Dataset entries:
━━━
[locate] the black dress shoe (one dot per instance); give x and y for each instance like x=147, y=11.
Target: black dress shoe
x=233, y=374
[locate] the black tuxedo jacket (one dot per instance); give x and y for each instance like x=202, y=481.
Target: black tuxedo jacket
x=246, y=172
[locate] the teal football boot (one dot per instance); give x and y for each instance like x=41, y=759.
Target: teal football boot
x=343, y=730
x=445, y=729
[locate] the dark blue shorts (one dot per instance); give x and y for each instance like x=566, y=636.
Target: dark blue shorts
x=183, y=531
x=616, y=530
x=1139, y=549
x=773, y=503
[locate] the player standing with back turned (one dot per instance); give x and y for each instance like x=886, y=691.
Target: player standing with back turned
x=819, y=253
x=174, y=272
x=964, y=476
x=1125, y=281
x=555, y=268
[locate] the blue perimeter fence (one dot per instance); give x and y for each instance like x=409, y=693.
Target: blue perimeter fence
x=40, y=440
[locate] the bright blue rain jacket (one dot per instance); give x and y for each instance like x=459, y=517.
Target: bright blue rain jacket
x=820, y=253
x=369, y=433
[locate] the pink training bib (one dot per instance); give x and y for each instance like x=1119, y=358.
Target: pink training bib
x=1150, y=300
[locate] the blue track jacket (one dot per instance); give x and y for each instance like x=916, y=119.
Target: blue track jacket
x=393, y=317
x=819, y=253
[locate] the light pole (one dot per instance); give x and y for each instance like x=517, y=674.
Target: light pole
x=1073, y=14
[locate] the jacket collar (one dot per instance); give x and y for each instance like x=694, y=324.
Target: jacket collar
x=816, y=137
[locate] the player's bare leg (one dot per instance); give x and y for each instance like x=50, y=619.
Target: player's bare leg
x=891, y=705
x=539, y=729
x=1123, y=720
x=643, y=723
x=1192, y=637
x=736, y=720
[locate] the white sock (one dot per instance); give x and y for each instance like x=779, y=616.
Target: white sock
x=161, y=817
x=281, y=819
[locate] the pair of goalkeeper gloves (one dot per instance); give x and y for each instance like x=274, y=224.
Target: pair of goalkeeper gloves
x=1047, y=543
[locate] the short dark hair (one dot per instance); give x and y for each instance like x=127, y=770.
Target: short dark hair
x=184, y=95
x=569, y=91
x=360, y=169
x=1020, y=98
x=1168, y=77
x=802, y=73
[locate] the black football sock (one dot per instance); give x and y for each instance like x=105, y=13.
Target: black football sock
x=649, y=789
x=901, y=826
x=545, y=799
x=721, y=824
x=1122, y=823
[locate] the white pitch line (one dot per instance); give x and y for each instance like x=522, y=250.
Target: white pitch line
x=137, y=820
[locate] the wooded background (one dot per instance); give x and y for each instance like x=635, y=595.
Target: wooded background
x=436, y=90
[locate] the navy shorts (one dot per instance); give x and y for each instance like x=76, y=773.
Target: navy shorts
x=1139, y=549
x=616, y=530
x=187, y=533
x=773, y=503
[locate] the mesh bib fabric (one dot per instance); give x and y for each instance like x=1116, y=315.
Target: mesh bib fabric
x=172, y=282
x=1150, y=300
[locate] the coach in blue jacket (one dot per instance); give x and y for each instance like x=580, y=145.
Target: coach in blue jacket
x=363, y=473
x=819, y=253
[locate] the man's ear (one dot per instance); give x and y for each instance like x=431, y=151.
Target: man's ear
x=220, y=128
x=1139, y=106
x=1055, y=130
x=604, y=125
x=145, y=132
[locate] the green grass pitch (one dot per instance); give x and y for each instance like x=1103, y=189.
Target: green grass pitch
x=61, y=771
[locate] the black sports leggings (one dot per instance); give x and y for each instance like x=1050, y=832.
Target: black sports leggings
━━━
What the task asks: Would you please print every record exactly as written?

Response:
[locate] the black dress shoe (one dot per instance); give x and y for each instance like x=147, y=11.
Target: black dress shoe
x=233, y=374
[locate] the black tuxedo jacket (one dot per instance); give x and y for each instance like x=202, y=481.
Target: black tuxedo jacket
x=246, y=172
[locate] the teal football boot (one dot per instance); give x and y for each instance like x=41, y=759.
Target: teal football boot
x=343, y=730
x=445, y=729
[locate] the dark blue shorts (one dot per instance); give x and y for each instance like x=566, y=636.
Target: dark blue shorts
x=183, y=531
x=616, y=530
x=1139, y=549
x=773, y=503
[locate] the player standing with back turned (one dot per instance); give x and y for each instance like x=886, y=691.
Target: player standing with back turned
x=819, y=253
x=174, y=272
x=964, y=476
x=1125, y=281
x=555, y=268
[locate] the blue perimeter fence (one dot per instance); give x and y for each instance like x=409, y=693.
Target: blue perimeter fence
x=40, y=440
[locate] the bright blue rain jacket (one dot per instance); give x and y for each instance like x=459, y=517.
Target: bright blue rain jacket
x=820, y=253
x=369, y=433
[locate] the pink training bib (one dot per instance); give x and y for each instance like x=1119, y=358.
Target: pink training bib
x=1150, y=300
[locate] the blue track jacket (one dot per instance); give x and y for each instance like x=916, y=119.
Target: blue track jacket
x=393, y=317
x=819, y=253
[locate] the light pole (one dot per instance); give x and y for each instance like x=517, y=674.
Target: light pole
x=1073, y=14
[locate] the jacket collar (one dot per instance); give x and y for each instance like x=694, y=324.
Target: jacket collar
x=816, y=137
[locate] the player's bare leg (one dot per instance); give x and y for each instance like x=50, y=619.
Target: player's bare leg
x=891, y=705
x=539, y=729
x=1123, y=720
x=643, y=723
x=1192, y=637
x=736, y=720
[locate] the white sock (one dot per instance); give x and y for each instance like x=779, y=616.
Target: white sock
x=161, y=817
x=281, y=819
[locate] the pair of goalkeeper gloves (one dot per instance); give x and y for each instance like x=274, y=224.
Target: pair of goalkeeper gloves
x=1047, y=543
[locate] the short dark hair (one dot per instance); give x and y for each instance like x=127, y=770.
Target: short dark hair
x=184, y=95
x=569, y=91
x=360, y=169
x=1020, y=98
x=1168, y=77
x=802, y=73
[locate] the black football sock (one dot per instance); give x and y for each instance like x=105, y=13.
Target: black football sock
x=649, y=789
x=901, y=826
x=545, y=799
x=721, y=824
x=1122, y=823
[locate] the white pitch line (one dot per instance); give x and y for each instance like x=522, y=250.
Target: white pitch line
x=137, y=820
[locate] the wooded background (one dot per instance); give x and y for each instance like x=635, y=595.
Target: wooded background
x=436, y=90
[locate] the navy shorts (one dot per instance); give x and y for each instance like x=76, y=773.
Target: navy shorts
x=1139, y=549
x=616, y=530
x=187, y=533
x=773, y=503
[locate] the mesh bib fabric (one dot per instance); give x and y for each instance like x=1116, y=315.
Target: mesh bib fabric
x=172, y=282
x=1150, y=300
[locate] the coach in blue jacket (one dot per instance); give x and y for each instance like x=580, y=145.
Target: coach in blue jacket
x=363, y=473
x=819, y=253
[locate] the man's ear (one dot per instance); give x and y for each instance like x=431, y=151.
Target: man's ear
x=220, y=128
x=1139, y=106
x=1055, y=130
x=604, y=125
x=145, y=132
[locate] the green grass pitch (one dot per instance); give x and y for each instance like x=1103, y=189.
Target: green grass pitch
x=61, y=771
[locate] the black sports leggings (one dot per instance); give x and y for each instance like x=1050, y=832.
Target: black sports leggings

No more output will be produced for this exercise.